**ИСПОЛЬЗУЯ ИНФОРМАЦИЮ**
1 – Выведите без изменений часть отрывка о разговоре с Николаем Николаевичем, начиная со слов «Николай Николаевич с» и заканчивая словами «по ветру зря.» включительно.
2 – Перечислите всех людей, которых отрывок о разговоре с Николаем Николаевичем называет по имени.

С тех пор он стал бывать у нас аккуратно раз в месяц, корректный и отчужденный. Без меня они с мамой снова о чем-то совещались, а при мне, как и раньше, замолкали.

– Николай Николаевич, – сказала я ему в следующий его приход после моей встречи с его сестрой, – я знаю свою вину перед вами и не ищу оправдания.

– Вы ни в чем не виноваты, – отвел он мои слова решительно и сухо. – Никто не виноват, – продолжил он. Вскинул на меня потеплевшие глаза, скупо улыбнулся. – У меня была такая, как вы, тетка. Когда ее выдали замуж, она зачахла и умерла. Я это понял еще в ту ночь, на Кавказе, когда вы меня спросили…

– Николай Николаевич! – с отчаянием воскликнула я. – Зачем вы мучаетесь, зачем грустите? Я вам скажу одну вещь – и вы утешитесь: я никогда не стану больше ничьей женой, и потому я не попрошу у вас никогда развода. Я – не жена, я это знаю с детства и просто с вами забылась. Так пусть все будет, как до Кавказа, и мы останемся родными людьми! Я буду очень вас любить!

Николай Николаевич с нескрываемой грустью и нежностью поглядел на меня, поцеловал мою руку и сказал:

– Вы ничего не понимаете в жизни, и за это, вероятно, я вас люблю. Живи вы в другое время… а сейчас вы пройдете по жизни, незаметная, ненужная, причините немало горя себе и другим и погибнете, вернее всего, ни за что, и никто вас даже добрым словом не помянет. Я тревожусь за вас. Вам надо пока не поздно приобретать профессию, а не болтаться по ветру зря.

Это-то я хорошо сама сознавала! Но никто из «моих людей» в этом меня не понимал и не поддерживал. Ни о. Роман со своим «монастырем в миру», ни даже Александр Васильевич (тот был послушен и безгласен во всем, что от меня исходило). Олег? Тот был далек, он шел своей дорогой, он горел ярким огнем и «торопился».

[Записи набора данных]
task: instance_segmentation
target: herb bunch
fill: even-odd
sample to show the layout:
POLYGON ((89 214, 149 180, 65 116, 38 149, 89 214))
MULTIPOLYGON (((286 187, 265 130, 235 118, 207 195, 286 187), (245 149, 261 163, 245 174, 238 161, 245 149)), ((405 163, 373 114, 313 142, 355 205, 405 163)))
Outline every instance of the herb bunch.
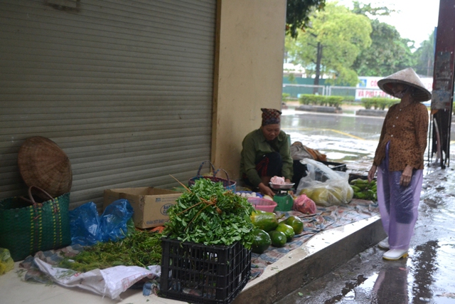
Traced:
POLYGON ((250 249, 252 211, 245 197, 226 191, 222 183, 199 179, 168 210, 164 234, 206 246, 229 246, 238 241, 250 249))
POLYGON ((79 272, 124 265, 146 267, 161 263, 161 237, 159 233, 135 230, 120 241, 97 243, 76 256, 65 258, 59 267, 79 272))

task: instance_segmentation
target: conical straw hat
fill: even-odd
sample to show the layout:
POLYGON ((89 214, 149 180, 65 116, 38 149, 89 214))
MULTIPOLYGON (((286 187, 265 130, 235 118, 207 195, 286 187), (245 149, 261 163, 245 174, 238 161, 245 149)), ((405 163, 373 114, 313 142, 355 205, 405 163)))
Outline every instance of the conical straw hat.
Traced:
POLYGON ((53 197, 71 189, 70 159, 57 144, 48 138, 37 136, 27 139, 19 149, 18 165, 28 187, 38 187, 53 197))
POLYGON ((415 90, 412 95, 415 101, 427 101, 432 99, 432 93, 425 88, 422 80, 420 80, 420 78, 412 68, 399 70, 395 74, 387 76, 378 82, 378 85, 381 90, 393 96, 394 95, 390 88, 385 85, 388 83, 403 83, 415 88, 417 90, 415 90))

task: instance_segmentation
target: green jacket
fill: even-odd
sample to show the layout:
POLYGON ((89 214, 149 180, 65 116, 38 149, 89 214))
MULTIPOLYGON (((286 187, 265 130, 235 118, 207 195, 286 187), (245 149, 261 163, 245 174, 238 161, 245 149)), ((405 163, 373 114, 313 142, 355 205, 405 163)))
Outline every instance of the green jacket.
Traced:
POLYGON ((264 154, 277 152, 282 157, 283 167, 282 173, 285 179, 292 180, 292 157, 290 143, 287 135, 283 131, 272 142, 267 142, 261 129, 257 129, 247 135, 242 142, 242 158, 240 159, 240 174, 246 174, 248 179, 257 187, 262 182, 256 171, 256 163, 264 154))

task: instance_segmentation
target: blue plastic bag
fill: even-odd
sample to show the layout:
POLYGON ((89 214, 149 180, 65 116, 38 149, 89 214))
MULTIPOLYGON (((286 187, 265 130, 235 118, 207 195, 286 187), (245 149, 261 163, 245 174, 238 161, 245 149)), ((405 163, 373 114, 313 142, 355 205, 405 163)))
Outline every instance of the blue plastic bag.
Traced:
POLYGON ((71 243, 92 246, 124 238, 133 212, 127 199, 114 201, 101 216, 92 201, 80 206, 70 211, 71 243))

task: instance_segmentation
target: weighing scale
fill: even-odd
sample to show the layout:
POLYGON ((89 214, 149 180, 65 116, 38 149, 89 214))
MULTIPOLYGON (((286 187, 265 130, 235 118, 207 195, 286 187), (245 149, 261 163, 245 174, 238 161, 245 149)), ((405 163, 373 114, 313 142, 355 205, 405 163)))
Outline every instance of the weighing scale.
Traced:
POLYGON ((270 188, 275 190, 277 194, 273 196, 273 200, 277 203, 275 211, 289 211, 294 206, 294 199, 289 194, 289 191, 295 184, 294 183, 277 184, 269 183, 270 188))

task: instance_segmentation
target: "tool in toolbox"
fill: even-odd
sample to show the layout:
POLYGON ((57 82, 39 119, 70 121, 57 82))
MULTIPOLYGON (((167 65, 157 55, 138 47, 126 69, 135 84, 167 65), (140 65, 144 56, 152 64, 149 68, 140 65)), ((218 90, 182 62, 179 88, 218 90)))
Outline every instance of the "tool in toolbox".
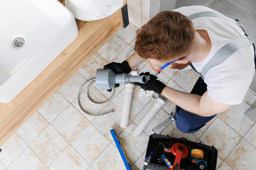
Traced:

**ОТВЕТЫ**
1 –
Николай Николаевич с нескрываемой грустью и нежностью поглядел на меня, поцеловал мою руку и сказал:

– Вы ничего не понимаете в жизни, и за это, вероятно, я вас люблю. Живи вы в другое время… а сейчас вы пройдете по жизни, незаметная, ненужная, причините немало горя себе и другим и погибнете, вернее всего, ни за что, и никто вас даже добрым словом не помянет. Я тревожусь за вас. Вам надо пока не поздно приобретать профессию, а не болтаться по ветру зря.

2 – Николай Николаевич, о. Роман, Александр Васильевич, Олег